## What you have to do
List every line of the entries below that contains the word "notched", matching case exactly.

## Data for the task
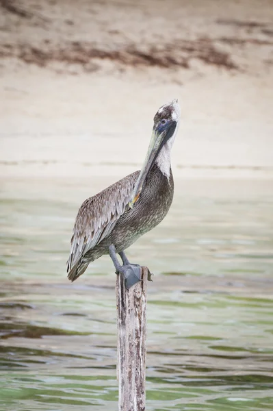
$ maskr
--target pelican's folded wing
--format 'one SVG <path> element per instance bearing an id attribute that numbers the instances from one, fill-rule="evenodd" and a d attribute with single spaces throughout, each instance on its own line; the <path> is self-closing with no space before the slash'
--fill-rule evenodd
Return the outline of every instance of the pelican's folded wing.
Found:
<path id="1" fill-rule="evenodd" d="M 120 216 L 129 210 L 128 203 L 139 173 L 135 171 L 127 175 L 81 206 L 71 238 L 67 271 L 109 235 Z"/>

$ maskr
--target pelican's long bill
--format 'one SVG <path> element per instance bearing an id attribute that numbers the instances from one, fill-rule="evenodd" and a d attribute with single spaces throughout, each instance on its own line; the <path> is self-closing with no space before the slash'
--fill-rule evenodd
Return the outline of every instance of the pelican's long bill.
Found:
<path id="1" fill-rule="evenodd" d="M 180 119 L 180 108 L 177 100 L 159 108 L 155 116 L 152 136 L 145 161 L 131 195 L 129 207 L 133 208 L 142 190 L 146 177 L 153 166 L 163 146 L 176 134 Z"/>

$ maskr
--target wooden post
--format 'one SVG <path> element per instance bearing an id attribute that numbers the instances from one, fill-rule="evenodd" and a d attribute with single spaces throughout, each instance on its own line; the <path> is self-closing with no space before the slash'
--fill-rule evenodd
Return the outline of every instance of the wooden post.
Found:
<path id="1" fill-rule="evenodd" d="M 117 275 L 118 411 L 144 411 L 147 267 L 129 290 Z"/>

--

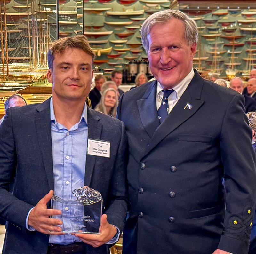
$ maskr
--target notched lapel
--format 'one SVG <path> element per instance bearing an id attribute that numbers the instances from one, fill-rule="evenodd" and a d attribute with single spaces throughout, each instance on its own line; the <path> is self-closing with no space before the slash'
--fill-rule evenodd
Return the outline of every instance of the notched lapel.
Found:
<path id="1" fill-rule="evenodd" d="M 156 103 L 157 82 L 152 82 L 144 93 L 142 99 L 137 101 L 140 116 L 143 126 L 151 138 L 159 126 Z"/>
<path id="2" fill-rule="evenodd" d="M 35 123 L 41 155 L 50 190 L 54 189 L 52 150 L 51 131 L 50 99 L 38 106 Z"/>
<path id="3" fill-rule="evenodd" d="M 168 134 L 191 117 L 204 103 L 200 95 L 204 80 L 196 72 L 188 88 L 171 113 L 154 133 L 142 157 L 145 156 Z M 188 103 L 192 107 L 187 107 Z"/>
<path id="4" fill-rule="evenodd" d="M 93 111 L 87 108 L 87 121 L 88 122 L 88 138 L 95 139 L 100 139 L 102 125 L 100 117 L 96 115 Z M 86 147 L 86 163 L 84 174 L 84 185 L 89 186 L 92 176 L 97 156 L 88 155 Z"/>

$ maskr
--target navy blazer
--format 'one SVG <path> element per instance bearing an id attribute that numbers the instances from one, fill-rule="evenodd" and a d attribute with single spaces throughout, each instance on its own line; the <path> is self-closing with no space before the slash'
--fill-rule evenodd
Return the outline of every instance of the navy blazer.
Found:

* * *

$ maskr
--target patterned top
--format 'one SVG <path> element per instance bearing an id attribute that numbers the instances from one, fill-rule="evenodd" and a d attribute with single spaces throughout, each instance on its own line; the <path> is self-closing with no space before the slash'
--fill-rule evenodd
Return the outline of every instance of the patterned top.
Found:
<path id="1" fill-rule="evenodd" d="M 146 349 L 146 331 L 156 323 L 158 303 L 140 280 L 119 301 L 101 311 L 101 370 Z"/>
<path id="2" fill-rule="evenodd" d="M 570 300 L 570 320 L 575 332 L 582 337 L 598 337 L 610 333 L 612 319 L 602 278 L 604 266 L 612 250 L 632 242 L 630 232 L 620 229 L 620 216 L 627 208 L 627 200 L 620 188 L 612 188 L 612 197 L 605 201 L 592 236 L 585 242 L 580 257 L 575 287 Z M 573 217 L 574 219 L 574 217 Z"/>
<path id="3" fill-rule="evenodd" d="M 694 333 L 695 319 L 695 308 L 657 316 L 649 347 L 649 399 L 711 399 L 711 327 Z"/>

## Solved problem
--target notched lapel
Return the outline of every instance of the notched lapel.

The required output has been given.